— Start Extracted entries —
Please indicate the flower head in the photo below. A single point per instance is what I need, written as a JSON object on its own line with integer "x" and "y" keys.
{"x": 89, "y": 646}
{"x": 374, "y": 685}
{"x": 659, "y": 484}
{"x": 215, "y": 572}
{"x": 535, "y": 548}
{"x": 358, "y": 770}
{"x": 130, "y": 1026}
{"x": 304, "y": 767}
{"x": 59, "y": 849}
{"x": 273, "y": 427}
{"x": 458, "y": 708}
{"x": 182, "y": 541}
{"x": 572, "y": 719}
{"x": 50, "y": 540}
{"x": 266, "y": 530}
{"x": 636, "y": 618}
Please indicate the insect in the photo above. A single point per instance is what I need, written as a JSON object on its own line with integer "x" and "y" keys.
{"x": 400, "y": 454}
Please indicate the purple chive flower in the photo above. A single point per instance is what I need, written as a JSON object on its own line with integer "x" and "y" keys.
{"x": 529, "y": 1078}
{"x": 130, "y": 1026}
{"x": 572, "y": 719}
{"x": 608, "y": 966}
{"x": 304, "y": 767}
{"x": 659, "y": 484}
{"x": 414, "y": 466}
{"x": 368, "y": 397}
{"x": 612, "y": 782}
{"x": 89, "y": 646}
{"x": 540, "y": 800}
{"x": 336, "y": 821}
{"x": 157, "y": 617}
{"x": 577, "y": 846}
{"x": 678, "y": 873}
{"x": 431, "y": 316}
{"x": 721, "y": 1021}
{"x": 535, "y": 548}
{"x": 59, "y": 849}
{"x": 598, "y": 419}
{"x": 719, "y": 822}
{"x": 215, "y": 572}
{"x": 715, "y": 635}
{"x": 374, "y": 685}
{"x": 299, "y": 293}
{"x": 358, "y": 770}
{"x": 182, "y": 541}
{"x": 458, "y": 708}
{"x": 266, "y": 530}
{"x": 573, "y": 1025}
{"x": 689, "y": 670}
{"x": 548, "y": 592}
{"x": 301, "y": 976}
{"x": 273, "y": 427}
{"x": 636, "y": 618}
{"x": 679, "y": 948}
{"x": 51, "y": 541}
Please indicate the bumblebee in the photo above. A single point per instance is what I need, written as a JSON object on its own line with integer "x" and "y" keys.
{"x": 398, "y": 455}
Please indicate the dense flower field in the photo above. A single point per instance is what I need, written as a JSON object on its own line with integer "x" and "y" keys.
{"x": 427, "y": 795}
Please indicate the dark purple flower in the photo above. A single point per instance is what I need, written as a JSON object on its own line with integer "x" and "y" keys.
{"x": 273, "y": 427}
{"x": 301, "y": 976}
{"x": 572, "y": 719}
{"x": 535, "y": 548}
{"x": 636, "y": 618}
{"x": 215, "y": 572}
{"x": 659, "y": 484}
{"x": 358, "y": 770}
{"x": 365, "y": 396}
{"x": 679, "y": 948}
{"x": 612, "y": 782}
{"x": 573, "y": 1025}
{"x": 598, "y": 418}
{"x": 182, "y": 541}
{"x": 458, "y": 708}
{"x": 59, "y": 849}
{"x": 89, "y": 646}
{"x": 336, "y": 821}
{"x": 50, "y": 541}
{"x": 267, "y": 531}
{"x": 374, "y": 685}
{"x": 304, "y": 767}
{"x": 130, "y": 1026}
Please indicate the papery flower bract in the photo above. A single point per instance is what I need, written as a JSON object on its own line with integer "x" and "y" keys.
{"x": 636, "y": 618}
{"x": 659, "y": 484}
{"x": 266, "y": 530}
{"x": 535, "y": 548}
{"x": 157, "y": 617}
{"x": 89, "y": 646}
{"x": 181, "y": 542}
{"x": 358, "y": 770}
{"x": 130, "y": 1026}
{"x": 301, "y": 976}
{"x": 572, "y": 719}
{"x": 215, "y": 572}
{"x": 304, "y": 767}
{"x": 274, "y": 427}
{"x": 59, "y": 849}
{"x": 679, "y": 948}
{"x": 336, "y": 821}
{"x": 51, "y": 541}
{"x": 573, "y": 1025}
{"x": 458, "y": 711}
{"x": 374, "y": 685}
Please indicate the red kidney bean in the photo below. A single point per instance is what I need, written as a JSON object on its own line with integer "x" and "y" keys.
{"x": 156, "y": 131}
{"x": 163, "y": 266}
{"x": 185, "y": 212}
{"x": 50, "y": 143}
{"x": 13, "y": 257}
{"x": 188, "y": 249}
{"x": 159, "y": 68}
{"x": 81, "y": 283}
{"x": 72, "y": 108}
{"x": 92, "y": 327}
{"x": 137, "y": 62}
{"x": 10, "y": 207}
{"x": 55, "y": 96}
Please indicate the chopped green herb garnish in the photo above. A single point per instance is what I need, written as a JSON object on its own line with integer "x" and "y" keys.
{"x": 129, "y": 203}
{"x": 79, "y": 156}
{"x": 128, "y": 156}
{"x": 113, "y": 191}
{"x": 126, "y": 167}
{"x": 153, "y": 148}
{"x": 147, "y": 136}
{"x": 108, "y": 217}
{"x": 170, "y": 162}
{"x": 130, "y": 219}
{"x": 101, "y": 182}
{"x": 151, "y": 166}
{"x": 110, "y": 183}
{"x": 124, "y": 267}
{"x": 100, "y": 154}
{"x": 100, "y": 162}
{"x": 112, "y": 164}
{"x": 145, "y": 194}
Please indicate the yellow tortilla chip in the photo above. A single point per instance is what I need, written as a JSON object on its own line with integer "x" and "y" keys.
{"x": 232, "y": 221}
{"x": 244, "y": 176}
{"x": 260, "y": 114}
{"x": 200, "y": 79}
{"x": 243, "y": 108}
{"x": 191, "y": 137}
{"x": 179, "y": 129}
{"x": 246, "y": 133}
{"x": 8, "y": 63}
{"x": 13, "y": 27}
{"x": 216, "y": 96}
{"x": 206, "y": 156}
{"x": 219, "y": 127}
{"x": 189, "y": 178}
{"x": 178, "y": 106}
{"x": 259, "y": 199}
— End Extracted entries —
■ Do this ■
Reproduce all of the records above verbatim, line for line.

■ Task solution ■
Please indicate the flower head in the photo below. A single point per instance is what I need, written as a JSON object on its own line with integer "x" and "y" keys.
{"x": 89, "y": 646}
{"x": 374, "y": 685}
{"x": 659, "y": 484}
{"x": 215, "y": 572}
{"x": 535, "y": 548}
{"x": 358, "y": 770}
{"x": 130, "y": 1026}
{"x": 304, "y": 767}
{"x": 59, "y": 849}
{"x": 273, "y": 427}
{"x": 458, "y": 708}
{"x": 182, "y": 541}
{"x": 572, "y": 719}
{"x": 50, "y": 540}
{"x": 266, "y": 530}
{"x": 636, "y": 618}
Please indicate the insect in the photo above. A single point per instance is what I need, written as a JSON object on its own line with integer "x" and "y" keys.
{"x": 400, "y": 454}
Please indicate the purple chive flower in the photo above. A single point per instance is what I need, written as a JSON object on its own line with integer "x" and "y" keys.
{"x": 529, "y": 1078}
{"x": 130, "y": 1026}
{"x": 572, "y": 719}
{"x": 608, "y": 966}
{"x": 304, "y": 767}
{"x": 659, "y": 484}
{"x": 414, "y": 466}
{"x": 368, "y": 397}
{"x": 612, "y": 782}
{"x": 89, "y": 646}
{"x": 540, "y": 800}
{"x": 336, "y": 821}
{"x": 157, "y": 617}
{"x": 577, "y": 846}
{"x": 678, "y": 873}
{"x": 431, "y": 316}
{"x": 721, "y": 1021}
{"x": 535, "y": 548}
{"x": 59, "y": 849}
{"x": 598, "y": 419}
{"x": 719, "y": 822}
{"x": 215, "y": 572}
{"x": 715, "y": 635}
{"x": 374, "y": 685}
{"x": 299, "y": 293}
{"x": 358, "y": 770}
{"x": 182, "y": 541}
{"x": 458, "y": 708}
{"x": 266, "y": 530}
{"x": 573, "y": 1025}
{"x": 689, "y": 670}
{"x": 548, "y": 592}
{"x": 301, "y": 976}
{"x": 273, "y": 427}
{"x": 636, "y": 618}
{"x": 679, "y": 948}
{"x": 51, "y": 541}
Please indicate the bumblebee in the photo above. A single point per instance is what I need, written as a JSON object on its own line with integer "x" and "y" keys.
{"x": 398, "y": 455}
Please indicate the dense flower field in the photo above. A single point per instance is what I need, written as a JSON object on its own line with integer "x" and "y" keys.
{"x": 427, "y": 795}
Please indicate the dark purple flower in the photo above. A single point per instance is what I need, written as a JSON object on its own line with integer "x" and "y" keys.
{"x": 273, "y": 427}
{"x": 301, "y": 976}
{"x": 572, "y": 719}
{"x": 535, "y": 548}
{"x": 636, "y": 618}
{"x": 215, "y": 572}
{"x": 659, "y": 484}
{"x": 358, "y": 770}
{"x": 365, "y": 396}
{"x": 679, "y": 948}
{"x": 612, "y": 782}
{"x": 573, "y": 1025}
{"x": 598, "y": 418}
{"x": 182, "y": 541}
{"x": 458, "y": 708}
{"x": 59, "y": 849}
{"x": 89, "y": 646}
{"x": 336, "y": 821}
{"x": 50, "y": 541}
{"x": 267, "y": 531}
{"x": 374, "y": 685}
{"x": 304, "y": 767}
{"x": 130, "y": 1026}
Please indicate the papery flower bract in the photo above. A single point per instance is what I need, written as a JSON object on its own line with integer "x" and "y" keys.
{"x": 636, "y": 618}
{"x": 659, "y": 484}
{"x": 266, "y": 530}
{"x": 535, "y": 548}
{"x": 157, "y": 617}
{"x": 89, "y": 646}
{"x": 181, "y": 542}
{"x": 358, "y": 770}
{"x": 130, "y": 1026}
{"x": 301, "y": 976}
{"x": 572, "y": 719}
{"x": 215, "y": 572}
{"x": 304, "y": 767}
{"x": 274, "y": 427}
{"x": 59, "y": 849}
{"x": 679, "y": 948}
{"x": 336, "y": 821}
{"x": 51, "y": 541}
{"x": 573, "y": 1025}
{"x": 458, "y": 711}
{"x": 374, "y": 685}
Please indicate the red kidney bean in the photo below. A single point per instance is what I need, written as a JSON object on its own line with integer "x" and "y" keys.
{"x": 156, "y": 131}
{"x": 163, "y": 266}
{"x": 185, "y": 212}
{"x": 50, "y": 143}
{"x": 13, "y": 257}
{"x": 188, "y": 249}
{"x": 159, "y": 68}
{"x": 81, "y": 283}
{"x": 72, "y": 108}
{"x": 92, "y": 327}
{"x": 137, "y": 62}
{"x": 10, "y": 207}
{"x": 55, "y": 96}
Please indicate the chopped green herb garnish in the photo above. A single point per instance is what I need, written as a JSON object on its own line with integer "x" and "y" keys.
{"x": 129, "y": 203}
{"x": 79, "y": 156}
{"x": 128, "y": 156}
{"x": 113, "y": 191}
{"x": 126, "y": 167}
{"x": 153, "y": 148}
{"x": 147, "y": 136}
{"x": 108, "y": 217}
{"x": 170, "y": 162}
{"x": 130, "y": 219}
{"x": 101, "y": 182}
{"x": 151, "y": 166}
{"x": 110, "y": 183}
{"x": 124, "y": 267}
{"x": 100, "y": 154}
{"x": 100, "y": 162}
{"x": 112, "y": 164}
{"x": 145, "y": 194}
Please indicate the yellow tortilla chip in the photo above. A single point per instance is what I need, written as a JSON object on its own line with integer "x" and "y" keys.
{"x": 232, "y": 221}
{"x": 244, "y": 176}
{"x": 260, "y": 114}
{"x": 200, "y": 79}
{"x": 243, "y": 108}
{"x": 191, "y": 137}
{"x": 179, "y": 129}
{"x": 246, "y": 133}
{"x": 8, "y": 63}
{"x": 13, "y": 27}
{"x": 216, "y": 96}
{"x": 206, "y": 156}
{"x": 219, "y": 127}
{"x": 189, "y": 178}
{"x": 178, "y": 106}
{"x": 259, "y": 199}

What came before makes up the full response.